Work task.
Continue the passage on health care reform and the golden rule from its last sentence, not the material that follows it.

Text block.

——

On blogs, at town hall meetings, on television news programs, and standing in line at the grocery store I’ve read and heard comments impugning the character of those who oppose the government’s current version of health care reform.  I’ve seen those with legitimate concerns regarding further governmental intervention in the health care system derided as greedy, heartless, and selfish.  Usually the derisive comments are followed by an appeal to sympathy and man’s better nature:  “What if someone you loved was poor and old and sick?  Wouldn’t you want them to get the help they needed?” 

In short, the most common argument in favor of H.R. 3200 in all its permutations is based upon the ethic of reciprocity, also known as the golden rule:  “So whatever you wish that men would do to you, do so to them” (Matthew 7:12). 

For those who support the proposed health care reform legislation, there is a moral imperative to distributing medical care and coverage equally among all individuals.  When it comes to health care, anything less than full distributive equality is morally reprehensible.  After all, if we are truly equal in the eyes of our Creator, do we not also have the right to receive equal health coverage and care? 

The golden rule, in other words, is the foundation upon which many people claim to base their support for universal health care.  For proponents of universal health care, providing coverage and care to the less fortunate equal to the coverage enjoyed by those more fortunate is simply the right thing to do because it embodies the near-universal ethic of reciprocity, an ethic delineated in practically every religion and philosophy mankind has explored and practiced. 

However, the problem with full distributive equality of any material result, including health care, is that it can never be accomplished without robbing some individuals for the benefit of others, thereby destroying equality of opportunity and rendering the individual either a supplicant or a slave.

——

Data for analysis.
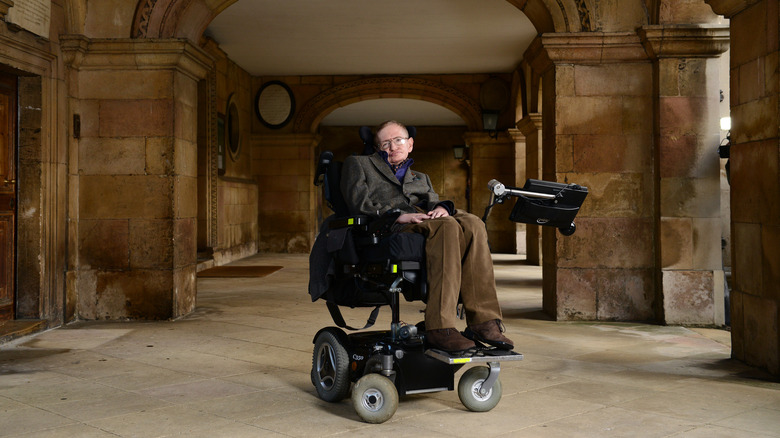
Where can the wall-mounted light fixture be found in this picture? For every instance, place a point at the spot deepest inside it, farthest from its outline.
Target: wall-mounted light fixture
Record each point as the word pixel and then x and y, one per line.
pixel 493 99
pixel 461 153
pixel 724 149
pixel 490 122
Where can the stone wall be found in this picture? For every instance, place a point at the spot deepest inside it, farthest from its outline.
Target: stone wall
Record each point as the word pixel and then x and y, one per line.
pixel 755 181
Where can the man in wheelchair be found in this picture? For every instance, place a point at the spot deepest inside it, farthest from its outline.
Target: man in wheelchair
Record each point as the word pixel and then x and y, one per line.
pixel 458 258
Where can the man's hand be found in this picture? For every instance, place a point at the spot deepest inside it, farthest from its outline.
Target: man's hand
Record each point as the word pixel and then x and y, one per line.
pixel 416 218
pixel 412 218
pixel 438 212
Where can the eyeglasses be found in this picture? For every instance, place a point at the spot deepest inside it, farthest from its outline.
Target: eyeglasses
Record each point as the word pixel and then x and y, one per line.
pixel 398 141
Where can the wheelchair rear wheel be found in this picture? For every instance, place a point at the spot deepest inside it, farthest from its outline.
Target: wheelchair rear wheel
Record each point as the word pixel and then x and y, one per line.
pixel 330 368
pixel 375 398
pixel 471 394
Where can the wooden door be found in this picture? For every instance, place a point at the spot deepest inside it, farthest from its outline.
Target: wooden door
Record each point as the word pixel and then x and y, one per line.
pixel 7 195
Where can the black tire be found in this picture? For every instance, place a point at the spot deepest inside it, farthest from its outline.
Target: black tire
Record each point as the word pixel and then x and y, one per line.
pixel 469 386
pixel 375 398
pixel 568 231
pixel 330 368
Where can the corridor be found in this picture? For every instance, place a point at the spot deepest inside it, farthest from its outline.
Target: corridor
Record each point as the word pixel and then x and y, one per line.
pixel 239 367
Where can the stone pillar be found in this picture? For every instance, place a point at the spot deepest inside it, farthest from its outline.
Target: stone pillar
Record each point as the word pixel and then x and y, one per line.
pixel 284 167
pixel 690 278
pixel 755 180
pixel 493 158
pixel 133 163
pixel 597 113
pixel 531 127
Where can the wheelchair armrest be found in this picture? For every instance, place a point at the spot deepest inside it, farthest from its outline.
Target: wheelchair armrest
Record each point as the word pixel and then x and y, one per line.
pixel 385 222
pixel 349 221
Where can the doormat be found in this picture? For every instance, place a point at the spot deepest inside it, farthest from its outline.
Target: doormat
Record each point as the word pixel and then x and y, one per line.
pixel 239 271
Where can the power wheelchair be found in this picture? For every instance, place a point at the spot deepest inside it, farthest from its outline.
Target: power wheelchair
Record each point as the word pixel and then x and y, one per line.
pixel 357 262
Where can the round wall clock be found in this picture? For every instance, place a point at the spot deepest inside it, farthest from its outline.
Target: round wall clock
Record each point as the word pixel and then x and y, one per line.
pixel 274 104
pixel 233 128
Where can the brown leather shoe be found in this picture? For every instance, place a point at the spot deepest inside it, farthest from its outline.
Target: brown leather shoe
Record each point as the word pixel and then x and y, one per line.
pixel 490 332
pixel 449 340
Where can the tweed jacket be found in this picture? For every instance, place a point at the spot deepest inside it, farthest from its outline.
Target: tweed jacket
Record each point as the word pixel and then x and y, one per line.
pixel 370 187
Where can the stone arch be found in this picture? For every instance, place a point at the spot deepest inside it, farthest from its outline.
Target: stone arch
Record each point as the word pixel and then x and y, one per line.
pixel 324 103
pixel 174 18
pixel 189 18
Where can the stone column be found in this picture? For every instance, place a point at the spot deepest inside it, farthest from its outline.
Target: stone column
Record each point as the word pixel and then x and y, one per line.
pixel 755 180
pixel 493 158
pixel 531 127
pixel 284 167
pixel 134 167
pixel 691 281
pixel 597 113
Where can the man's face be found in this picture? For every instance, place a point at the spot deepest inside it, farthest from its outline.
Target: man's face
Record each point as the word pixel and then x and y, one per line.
pixel 396 151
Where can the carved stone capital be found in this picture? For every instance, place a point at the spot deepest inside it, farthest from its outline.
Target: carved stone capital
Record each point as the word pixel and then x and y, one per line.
pixel 584 48
pixel 684 41
pixel 730 8
pixel 85 53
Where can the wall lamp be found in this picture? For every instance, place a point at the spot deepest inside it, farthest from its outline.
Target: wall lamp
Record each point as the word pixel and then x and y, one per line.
pixel 461 153
pixel 490 122
pixel 724 149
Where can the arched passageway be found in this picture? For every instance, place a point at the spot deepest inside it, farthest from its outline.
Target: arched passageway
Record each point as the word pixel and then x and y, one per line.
pixel 625 112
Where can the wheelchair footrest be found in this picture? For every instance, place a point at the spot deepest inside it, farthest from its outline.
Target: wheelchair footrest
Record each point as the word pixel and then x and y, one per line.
pixel 482 355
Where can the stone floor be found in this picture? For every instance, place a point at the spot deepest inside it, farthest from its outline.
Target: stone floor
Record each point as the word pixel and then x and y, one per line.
pixel 239 367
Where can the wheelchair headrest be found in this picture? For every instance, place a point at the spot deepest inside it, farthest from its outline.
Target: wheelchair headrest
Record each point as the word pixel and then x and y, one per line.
pixel 367 135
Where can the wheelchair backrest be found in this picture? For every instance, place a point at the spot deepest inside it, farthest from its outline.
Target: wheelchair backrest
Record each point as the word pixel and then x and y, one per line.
pixel 329 172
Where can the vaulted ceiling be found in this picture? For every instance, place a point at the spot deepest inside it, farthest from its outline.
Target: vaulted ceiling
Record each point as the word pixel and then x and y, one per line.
pixel 358 37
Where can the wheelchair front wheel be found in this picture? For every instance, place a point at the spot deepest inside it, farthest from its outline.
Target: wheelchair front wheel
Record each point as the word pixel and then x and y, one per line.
pixel 330 368
pixel 375 398
pixel 469 392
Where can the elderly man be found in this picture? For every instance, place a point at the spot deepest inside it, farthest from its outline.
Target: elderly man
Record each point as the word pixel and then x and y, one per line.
pixel 457 254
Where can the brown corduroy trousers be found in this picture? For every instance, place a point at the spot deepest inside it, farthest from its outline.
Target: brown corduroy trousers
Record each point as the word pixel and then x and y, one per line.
pixel 458 262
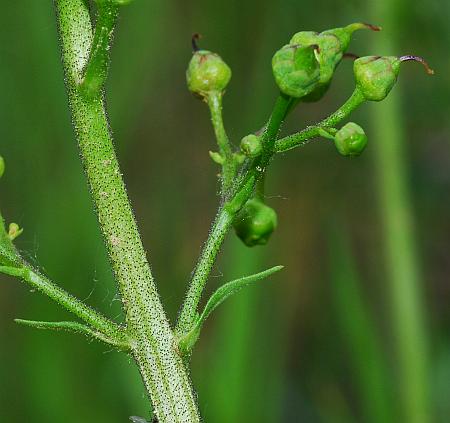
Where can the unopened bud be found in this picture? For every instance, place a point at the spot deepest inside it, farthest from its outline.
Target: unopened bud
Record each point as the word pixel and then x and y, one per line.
pixel 332 44
pixel 296 70
pixel 14 231
pixel 255 223
pixel 376 75
pixel 207 72
pixel 350 140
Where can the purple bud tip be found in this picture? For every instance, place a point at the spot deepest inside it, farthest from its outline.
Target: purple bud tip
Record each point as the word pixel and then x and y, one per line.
pixel 417 59
pixel 194 39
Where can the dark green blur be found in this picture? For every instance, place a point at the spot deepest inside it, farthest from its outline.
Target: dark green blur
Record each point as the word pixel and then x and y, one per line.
pixel 318 341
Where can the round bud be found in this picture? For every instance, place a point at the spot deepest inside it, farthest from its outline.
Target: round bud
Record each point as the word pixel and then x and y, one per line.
pixel 255 223
pixel 14 231
pixel 251 145
pixel 350 140
pixel 206 73
pixel 296 70
pixel 375 76
pixel 332 45
pixel 2 166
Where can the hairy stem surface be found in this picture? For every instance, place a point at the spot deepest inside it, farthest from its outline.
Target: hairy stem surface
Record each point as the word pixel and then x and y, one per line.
pixel 151 338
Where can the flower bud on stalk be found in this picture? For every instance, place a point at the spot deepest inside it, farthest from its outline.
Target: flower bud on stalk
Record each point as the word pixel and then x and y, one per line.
pixel 255 222
pixel 207 73
pixel 296 69
pixel 350 140
pixel 332 44
pixel 376 75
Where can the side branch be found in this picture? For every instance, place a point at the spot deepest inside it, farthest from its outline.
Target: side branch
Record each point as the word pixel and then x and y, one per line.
pixel 93 318
pixel 303 137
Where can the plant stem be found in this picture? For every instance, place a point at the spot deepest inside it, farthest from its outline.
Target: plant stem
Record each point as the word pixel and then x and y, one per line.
pixel 69 302
pixel 303 137
pixel 219 229
pixel 97 68
pixel 229 164
pixel 152 341
pixel 244 187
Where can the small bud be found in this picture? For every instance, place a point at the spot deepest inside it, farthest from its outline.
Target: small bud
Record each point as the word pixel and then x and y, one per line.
pixel 14 231
pixel 255 223
pixel 251 146
pixel 332 46
pixel 207 72
pixel 2 166
pixel 296 69
pixel 376 75
pixel 216 157
pixel 350 140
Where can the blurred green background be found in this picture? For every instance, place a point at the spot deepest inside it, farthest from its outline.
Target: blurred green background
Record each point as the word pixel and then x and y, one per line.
pixel 354 329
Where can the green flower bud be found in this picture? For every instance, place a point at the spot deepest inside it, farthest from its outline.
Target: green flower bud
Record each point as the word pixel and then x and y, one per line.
pixel 207 73
pixel 2 166
pixel 14 231
pixel 332 46
pixel 376 75
pixel 8 253
pixel 255 223
pixel 296 69
pixel 251 145
pixel 350 140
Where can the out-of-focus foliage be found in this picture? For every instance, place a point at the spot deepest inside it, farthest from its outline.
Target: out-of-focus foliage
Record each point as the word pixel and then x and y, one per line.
pixel 278 352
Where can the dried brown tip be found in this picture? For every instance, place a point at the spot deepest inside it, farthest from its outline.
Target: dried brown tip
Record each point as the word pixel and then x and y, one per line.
pixel 417 59
pixel 352 56
pixel 372 27
pixel 194 39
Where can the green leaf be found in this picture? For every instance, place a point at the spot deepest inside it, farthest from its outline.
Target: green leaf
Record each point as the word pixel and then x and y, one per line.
pixel 187 342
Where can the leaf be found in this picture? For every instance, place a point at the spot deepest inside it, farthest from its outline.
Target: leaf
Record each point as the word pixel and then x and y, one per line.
pixel 187 342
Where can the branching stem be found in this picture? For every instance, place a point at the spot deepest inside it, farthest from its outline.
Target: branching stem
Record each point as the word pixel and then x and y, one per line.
pixel 305 136
pixel 151 338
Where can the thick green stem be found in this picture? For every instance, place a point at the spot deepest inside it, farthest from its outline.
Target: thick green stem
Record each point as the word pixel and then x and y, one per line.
pixel 151 338
pixel 303 137
pixel 97 67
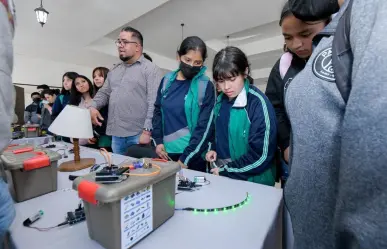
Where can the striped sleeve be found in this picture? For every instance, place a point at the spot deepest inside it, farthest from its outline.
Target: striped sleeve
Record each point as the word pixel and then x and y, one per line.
pixel 262 142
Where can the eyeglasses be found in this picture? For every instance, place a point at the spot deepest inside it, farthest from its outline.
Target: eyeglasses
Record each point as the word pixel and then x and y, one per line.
pixel 123 43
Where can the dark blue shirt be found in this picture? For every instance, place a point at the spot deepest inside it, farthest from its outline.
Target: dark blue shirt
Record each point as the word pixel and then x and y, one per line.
pixel 222 121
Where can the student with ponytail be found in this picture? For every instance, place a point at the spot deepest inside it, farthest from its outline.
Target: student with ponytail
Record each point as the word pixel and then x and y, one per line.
pixel 298 37
pixel 244 131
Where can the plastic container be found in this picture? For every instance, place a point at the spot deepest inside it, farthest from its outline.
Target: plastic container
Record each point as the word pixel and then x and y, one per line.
pixel 33 170
pixel 120 215
pixel 31 130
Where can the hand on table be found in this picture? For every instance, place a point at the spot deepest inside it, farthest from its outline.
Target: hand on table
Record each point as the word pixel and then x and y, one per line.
pixel 96 116
pixel 211 156
pixel 160 151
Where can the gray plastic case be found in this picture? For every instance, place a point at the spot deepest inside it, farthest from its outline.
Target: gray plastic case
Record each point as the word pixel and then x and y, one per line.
pixel 32 183
pixel 104 220
pixel 31 130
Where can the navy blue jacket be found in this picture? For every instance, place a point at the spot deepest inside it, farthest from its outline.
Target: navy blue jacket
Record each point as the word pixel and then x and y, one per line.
pixel 175 117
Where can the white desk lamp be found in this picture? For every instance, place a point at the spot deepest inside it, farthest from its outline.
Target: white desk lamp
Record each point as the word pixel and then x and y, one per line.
pixel 75 123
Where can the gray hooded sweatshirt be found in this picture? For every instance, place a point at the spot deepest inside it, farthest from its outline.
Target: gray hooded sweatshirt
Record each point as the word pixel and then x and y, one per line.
pixel 337 190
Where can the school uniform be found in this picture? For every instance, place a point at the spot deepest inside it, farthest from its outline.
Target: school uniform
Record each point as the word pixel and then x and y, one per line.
pixel 245 133
pixel 183 116
pixel 279 79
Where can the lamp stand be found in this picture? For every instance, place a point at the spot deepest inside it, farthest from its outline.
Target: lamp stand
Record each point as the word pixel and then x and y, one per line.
pixel 77 163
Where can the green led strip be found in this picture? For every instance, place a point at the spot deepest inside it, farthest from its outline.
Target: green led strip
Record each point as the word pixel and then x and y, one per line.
pixel 216 210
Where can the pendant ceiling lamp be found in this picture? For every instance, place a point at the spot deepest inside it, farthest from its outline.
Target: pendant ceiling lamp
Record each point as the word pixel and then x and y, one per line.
pixel 41 14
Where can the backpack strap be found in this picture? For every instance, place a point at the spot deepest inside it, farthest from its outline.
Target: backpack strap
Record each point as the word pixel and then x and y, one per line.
pixel 285 63
pixel 342 56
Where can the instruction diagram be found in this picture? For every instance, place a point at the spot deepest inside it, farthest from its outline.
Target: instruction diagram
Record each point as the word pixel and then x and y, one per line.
pixel 136 217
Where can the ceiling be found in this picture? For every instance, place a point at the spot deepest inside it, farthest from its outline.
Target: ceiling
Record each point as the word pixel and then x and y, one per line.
pixel 83 32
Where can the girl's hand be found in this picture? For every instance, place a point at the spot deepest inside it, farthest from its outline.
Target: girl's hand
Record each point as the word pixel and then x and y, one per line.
pixel 211 156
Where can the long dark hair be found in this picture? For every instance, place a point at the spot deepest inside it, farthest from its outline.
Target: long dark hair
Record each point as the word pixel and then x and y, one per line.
pixel 75 97
pixel 193 43
pixel 103 71
pixel 71 76
pixel 230 62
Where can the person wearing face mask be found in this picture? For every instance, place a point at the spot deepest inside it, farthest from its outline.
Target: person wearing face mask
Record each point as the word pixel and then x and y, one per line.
pixel 33 111
pixel 130 90
pixel 82 93
pixel 298 48
pixel 183 108
pixel 101 140
pixel 337 189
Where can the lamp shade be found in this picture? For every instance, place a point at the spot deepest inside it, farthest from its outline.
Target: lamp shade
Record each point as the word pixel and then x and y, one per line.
pixel 73 122
pixel 41 15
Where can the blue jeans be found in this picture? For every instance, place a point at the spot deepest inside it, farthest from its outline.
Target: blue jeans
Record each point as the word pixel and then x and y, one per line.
pixel 120 145
pixel 7 210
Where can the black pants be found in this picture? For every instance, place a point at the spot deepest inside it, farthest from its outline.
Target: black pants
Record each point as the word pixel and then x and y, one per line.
pixel 147 151
pixel 196 163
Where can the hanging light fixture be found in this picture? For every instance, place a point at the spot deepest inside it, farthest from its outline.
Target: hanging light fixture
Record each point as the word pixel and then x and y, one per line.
pixel 41 14
pixel 182 31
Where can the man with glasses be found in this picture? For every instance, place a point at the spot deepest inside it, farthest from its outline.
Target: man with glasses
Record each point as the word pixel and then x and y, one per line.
pixel 130 90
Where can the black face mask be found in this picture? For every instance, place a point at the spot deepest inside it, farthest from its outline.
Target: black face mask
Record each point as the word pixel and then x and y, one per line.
pixel 189 71
pixel 313 10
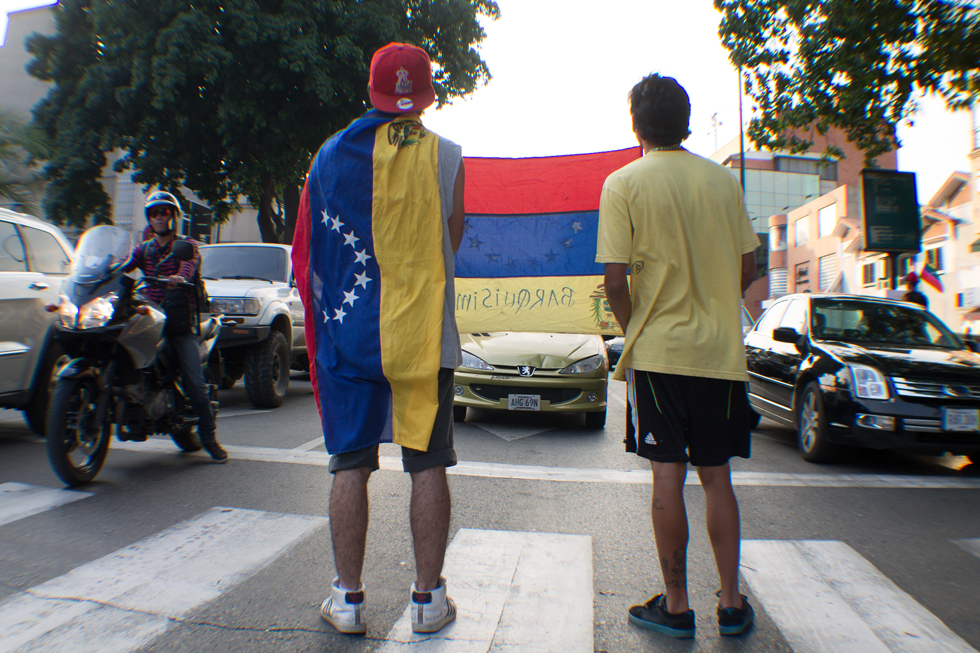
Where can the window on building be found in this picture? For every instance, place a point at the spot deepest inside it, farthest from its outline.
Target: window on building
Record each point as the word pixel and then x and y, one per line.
pixel 827 170
pixel 827 271
pixel 802 275
pixel 801 231
pixel 778 283
pixel 826 220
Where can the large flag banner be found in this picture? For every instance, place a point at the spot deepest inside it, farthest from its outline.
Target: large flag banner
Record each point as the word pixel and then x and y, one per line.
pixel 527 260
pixel 372 277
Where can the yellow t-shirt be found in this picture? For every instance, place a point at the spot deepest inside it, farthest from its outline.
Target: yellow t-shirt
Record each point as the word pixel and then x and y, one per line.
pixel 679 221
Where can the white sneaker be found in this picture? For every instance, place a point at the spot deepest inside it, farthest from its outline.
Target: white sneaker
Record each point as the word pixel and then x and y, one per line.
pixel 344 610
pixel 431 610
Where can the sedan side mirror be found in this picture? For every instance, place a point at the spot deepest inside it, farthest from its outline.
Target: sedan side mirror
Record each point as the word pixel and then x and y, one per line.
pixel 183 250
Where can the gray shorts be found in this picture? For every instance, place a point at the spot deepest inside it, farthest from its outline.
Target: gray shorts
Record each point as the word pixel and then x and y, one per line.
pixel 440 452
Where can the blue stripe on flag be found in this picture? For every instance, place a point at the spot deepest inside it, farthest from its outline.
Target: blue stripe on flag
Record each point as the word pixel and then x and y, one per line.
pixel 550 245
pixel 354 396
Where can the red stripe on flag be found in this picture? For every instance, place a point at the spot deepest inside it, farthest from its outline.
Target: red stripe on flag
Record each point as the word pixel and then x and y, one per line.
pixel 300 256
pixel 554 184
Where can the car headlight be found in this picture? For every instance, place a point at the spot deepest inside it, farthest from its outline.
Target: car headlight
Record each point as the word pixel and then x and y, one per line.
pixel 869 383
pixel 471 361
pixel 584 366
pixel 97 312
pixel 68 313
pixel 231 306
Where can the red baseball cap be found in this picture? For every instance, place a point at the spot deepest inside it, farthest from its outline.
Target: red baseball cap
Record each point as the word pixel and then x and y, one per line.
pixel 401 79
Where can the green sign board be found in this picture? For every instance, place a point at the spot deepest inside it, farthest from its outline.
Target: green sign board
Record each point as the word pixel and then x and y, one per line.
pixel 891 212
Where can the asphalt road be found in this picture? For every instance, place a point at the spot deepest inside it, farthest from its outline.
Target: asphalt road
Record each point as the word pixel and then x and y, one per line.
pixel 168 552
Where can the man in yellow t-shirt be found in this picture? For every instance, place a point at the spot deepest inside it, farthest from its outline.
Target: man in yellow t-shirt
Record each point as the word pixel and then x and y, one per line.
pixel 676 223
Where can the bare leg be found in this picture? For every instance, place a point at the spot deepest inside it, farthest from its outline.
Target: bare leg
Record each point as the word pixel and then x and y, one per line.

——

Response box.
In order to reach full distributive equality of material result, standards of reciprocity between individuals must be dictated and enforced by some third party with the power to arbitrarily decide who gets how much from whom.  In the end each man is pitted against every other groveling for favor at the feet of government, fighting to prove his claim to another man’s material freedom. 

This is not the kind of world the golden rule seeks to create. 

Equality of material result inherently requires collectivist practices—and the golden rule is an axiom of individual ethic.  When Jesus climbed the mountain to teach the Beatitudes to his disciples, he didn’t tell them, “So whatever society wishes that a man would do to society, society should do so to a man.”  He didn’t tell them at the Mount of Olives that “as society did it to one of the least of these my brethren, society did it to me.”  Jesus’ various invocations of the ethic of reciprocity are focused not at the collective but at the individual, because compassion and charity are matters best suited to a free conscience, not collective mandate. 

Furthermore, the very practice of reciprocity assumes individual liberty as a prerequisite.  How can I reciprocate to another according to my conscience if the means of my reciprocation has been confiscated by a third party?  Every dollar the government takes from the individual’s pocket for the service of “society” is one less dollar available to the individual for personal acts of compassion and charity.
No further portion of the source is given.